::: RECORDS SHOWN

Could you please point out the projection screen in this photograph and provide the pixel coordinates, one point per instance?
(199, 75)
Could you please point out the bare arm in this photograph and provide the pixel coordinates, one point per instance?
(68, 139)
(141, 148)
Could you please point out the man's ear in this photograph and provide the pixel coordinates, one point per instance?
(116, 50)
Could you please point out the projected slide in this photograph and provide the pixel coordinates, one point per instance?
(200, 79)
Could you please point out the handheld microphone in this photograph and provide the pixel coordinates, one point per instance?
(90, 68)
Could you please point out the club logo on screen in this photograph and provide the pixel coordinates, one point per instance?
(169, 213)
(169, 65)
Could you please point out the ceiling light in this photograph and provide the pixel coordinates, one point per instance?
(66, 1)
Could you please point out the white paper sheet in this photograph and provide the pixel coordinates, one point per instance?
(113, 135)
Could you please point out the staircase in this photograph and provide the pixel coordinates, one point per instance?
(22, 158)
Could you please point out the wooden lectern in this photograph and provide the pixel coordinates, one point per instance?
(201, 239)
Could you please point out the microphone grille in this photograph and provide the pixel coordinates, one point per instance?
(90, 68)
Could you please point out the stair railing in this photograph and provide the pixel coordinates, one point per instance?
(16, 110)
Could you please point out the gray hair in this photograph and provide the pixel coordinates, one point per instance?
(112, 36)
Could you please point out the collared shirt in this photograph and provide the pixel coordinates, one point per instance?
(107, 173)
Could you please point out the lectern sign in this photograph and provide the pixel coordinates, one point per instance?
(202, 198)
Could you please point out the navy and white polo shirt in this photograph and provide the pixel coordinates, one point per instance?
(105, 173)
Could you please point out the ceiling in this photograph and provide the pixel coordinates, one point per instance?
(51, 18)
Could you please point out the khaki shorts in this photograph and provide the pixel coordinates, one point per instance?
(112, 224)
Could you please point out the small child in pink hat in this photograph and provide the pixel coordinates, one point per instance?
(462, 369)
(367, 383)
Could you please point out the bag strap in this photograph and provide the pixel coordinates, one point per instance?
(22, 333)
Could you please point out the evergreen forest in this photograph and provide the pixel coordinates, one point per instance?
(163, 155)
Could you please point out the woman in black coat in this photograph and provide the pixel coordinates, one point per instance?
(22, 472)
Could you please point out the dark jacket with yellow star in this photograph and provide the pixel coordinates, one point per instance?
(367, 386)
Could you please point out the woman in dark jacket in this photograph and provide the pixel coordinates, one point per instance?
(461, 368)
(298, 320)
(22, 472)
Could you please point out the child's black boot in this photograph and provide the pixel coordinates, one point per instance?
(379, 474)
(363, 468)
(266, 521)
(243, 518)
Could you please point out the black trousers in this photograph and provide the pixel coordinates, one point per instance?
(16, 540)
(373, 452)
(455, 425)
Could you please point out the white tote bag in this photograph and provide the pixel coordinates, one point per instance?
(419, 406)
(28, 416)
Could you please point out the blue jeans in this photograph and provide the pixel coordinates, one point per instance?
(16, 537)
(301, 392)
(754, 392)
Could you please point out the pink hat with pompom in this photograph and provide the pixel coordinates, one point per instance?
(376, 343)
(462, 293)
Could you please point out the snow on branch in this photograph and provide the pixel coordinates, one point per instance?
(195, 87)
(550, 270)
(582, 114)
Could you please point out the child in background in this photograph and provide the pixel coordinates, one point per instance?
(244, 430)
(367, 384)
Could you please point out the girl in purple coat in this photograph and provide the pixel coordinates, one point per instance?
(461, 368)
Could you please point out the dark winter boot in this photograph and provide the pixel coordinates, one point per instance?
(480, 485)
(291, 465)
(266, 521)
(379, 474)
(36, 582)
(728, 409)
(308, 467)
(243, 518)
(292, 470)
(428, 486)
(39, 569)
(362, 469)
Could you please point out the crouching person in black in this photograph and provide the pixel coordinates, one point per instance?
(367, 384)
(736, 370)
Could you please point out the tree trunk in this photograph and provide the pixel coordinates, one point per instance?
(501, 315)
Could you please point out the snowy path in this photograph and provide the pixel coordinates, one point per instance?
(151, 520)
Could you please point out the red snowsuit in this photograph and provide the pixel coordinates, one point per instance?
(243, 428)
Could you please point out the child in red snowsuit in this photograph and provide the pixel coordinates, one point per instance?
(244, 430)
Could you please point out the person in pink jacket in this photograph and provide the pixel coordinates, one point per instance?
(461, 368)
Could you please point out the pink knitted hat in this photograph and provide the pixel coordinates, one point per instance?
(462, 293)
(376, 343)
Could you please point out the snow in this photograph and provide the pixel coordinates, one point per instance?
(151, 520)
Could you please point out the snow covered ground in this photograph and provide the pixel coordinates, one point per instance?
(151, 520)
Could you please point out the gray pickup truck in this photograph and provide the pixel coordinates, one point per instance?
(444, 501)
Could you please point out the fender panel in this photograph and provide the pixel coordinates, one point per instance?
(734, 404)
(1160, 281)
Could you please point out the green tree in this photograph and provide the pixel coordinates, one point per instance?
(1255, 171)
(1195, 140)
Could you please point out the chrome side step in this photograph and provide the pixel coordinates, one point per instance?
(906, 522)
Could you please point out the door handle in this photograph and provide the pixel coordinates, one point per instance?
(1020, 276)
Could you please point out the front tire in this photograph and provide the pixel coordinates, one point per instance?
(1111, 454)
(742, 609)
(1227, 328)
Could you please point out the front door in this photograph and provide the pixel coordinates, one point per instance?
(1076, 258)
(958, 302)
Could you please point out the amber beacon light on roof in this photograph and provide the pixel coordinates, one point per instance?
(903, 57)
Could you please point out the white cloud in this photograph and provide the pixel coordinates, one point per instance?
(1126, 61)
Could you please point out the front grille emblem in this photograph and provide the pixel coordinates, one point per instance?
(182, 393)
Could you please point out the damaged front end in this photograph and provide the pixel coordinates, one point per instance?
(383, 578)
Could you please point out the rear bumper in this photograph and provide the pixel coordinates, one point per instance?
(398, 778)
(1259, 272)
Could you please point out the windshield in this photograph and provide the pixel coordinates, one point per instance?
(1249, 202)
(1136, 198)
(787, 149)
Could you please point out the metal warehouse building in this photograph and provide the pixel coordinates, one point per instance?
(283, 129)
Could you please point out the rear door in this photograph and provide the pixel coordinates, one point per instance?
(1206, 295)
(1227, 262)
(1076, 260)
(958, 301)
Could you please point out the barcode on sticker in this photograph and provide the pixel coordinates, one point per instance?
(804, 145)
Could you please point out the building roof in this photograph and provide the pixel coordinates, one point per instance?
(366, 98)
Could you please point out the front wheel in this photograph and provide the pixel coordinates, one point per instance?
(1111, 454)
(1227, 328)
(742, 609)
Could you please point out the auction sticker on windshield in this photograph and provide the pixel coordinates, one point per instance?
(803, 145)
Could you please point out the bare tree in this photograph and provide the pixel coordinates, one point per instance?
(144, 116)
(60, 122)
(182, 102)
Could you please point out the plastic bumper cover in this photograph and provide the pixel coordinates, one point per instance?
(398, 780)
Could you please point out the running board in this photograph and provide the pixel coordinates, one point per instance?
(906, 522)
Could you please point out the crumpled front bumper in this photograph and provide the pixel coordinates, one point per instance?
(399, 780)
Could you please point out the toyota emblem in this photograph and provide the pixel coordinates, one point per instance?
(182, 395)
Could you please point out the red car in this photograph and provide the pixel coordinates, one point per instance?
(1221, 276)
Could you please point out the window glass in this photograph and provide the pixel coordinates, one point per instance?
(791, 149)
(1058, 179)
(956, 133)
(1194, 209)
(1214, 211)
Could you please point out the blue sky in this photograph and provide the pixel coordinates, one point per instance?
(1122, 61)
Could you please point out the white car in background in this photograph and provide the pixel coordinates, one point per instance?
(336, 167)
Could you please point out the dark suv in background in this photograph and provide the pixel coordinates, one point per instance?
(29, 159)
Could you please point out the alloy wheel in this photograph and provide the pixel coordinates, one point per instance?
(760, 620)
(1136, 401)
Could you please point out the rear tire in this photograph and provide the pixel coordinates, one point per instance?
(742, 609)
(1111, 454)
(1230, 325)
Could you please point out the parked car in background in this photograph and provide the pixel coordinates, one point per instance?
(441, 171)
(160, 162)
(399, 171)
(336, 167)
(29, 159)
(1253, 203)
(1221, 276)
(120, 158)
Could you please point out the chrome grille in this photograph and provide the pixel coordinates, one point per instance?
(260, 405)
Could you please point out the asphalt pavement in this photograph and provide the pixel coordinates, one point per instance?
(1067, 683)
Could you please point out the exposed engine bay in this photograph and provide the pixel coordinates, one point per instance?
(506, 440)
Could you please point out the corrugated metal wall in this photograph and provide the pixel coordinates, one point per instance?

::::::

» **WHAT YOU ARE ASKED TO DO**
Include both ends. Return the line holding "Could you please point out the dark suv" and all lines after it in the records above, exactly as written.

» **RESPONSE BELOW**
Could you please point out the dark suv in background in this photograph and provide the pixel coordinates, one point per instance?
(29, 159)
Could you please point out the alloy wheel in this photograph and provide the pixel coordinates, one point per instance?
(760, 620)
(1136, 401)
Could you please point out the rear tire in this photograph and provide the pixel coordinates, one point per instance?
(742, 609)
(1111, 454)
(1230, 325)
Could you please point out the parked car in background in this photograph and provide the pixel coordinates, one point per instance?
(441, 171)
(160, 162)
(399, 171)
(336, 167)
(29, 159)
(1253, 203)
(1221, 276)
(120, 158)
Could you please point out the chrome grille in this photograph and provide the pixel coordinates, one point per instance?
(260, 405)
Could you please point out the asphalt pavement in this photograph and provide the pixel coordinates, one point per instance?
(1067, 683)
Could you please point out the exposed engine bay in this photograph and provide the pixel coordinates, one point per instance?
(506, 440)
Could you please point out the corrugated metal wall in this photograph and provide the pixel coordinates, one point per instance?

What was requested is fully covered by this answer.